### The input
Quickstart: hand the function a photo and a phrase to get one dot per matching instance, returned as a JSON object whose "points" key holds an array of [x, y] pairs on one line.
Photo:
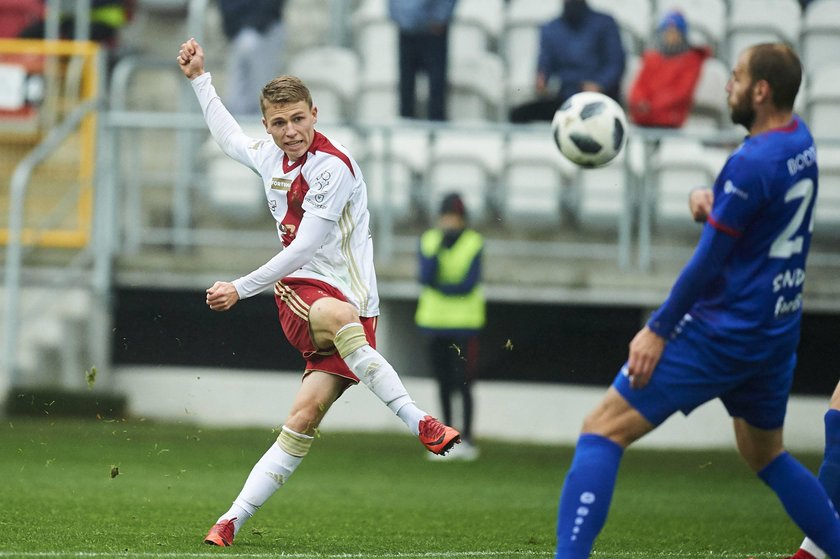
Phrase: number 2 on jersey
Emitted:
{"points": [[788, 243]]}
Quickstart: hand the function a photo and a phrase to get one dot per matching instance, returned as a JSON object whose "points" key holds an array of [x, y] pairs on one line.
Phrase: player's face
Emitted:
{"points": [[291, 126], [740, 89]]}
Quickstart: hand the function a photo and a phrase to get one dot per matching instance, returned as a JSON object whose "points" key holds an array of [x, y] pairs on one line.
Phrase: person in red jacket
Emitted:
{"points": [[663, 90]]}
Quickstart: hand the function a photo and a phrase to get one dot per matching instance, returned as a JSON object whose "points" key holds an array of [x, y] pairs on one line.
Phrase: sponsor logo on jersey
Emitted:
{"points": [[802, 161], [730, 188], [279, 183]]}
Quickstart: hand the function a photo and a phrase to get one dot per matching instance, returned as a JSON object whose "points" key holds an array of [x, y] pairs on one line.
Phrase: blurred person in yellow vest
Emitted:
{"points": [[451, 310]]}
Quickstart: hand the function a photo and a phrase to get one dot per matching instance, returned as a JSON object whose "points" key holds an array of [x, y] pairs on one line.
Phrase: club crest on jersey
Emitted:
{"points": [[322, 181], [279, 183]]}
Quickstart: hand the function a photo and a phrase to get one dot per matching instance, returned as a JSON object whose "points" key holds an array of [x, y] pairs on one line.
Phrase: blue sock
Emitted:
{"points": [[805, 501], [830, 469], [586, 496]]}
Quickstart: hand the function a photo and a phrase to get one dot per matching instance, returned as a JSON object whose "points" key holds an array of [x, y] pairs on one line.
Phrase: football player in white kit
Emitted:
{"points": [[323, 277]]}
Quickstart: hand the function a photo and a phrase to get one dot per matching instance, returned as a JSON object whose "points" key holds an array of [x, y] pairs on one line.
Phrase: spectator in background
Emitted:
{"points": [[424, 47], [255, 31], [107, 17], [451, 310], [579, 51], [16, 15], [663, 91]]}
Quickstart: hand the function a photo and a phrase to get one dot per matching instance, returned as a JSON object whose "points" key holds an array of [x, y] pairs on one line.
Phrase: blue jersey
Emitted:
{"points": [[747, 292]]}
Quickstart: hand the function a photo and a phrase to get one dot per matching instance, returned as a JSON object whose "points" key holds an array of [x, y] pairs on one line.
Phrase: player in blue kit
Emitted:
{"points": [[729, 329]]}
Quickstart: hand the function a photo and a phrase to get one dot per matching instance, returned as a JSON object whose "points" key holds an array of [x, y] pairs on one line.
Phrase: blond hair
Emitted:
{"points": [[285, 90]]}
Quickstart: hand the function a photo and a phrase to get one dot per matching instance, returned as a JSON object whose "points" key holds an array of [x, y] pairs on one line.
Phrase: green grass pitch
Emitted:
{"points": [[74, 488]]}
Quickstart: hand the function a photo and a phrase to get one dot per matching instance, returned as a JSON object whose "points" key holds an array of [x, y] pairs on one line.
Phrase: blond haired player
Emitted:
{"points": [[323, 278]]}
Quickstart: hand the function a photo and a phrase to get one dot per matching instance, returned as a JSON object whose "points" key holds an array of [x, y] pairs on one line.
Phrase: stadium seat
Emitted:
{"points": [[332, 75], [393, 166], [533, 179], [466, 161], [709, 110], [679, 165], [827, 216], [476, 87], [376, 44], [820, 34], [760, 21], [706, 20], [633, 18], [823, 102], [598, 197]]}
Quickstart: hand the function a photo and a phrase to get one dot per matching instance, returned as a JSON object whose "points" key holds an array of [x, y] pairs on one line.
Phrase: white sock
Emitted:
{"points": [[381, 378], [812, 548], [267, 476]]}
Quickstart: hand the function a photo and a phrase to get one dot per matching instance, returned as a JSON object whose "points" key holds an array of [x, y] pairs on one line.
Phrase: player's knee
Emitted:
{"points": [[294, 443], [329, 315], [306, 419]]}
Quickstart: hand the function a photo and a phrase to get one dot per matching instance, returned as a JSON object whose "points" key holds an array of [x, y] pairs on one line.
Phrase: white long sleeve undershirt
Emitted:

### Work item
Go from the first line of the data above to the line containing "Phrase: player's face" and retype exactly those lines, both included, but none of the pictures.

### Problem solution
Quickstart: hand the function a photo and a phrase to get one dot per matching instance, returned as a JSON object whose "points" key holds an array of [x, y] pairs on one line.
Photo:
Phrase: number 2 on jersey
Emitted:
{"points": [[788, 243]]}
Quickstart: hand the function a photo and a phrase to get one dot per matching instance, returned as a JSON object whose "points" key holds an array of [x, y] pairs on one line.
Phrase: player's face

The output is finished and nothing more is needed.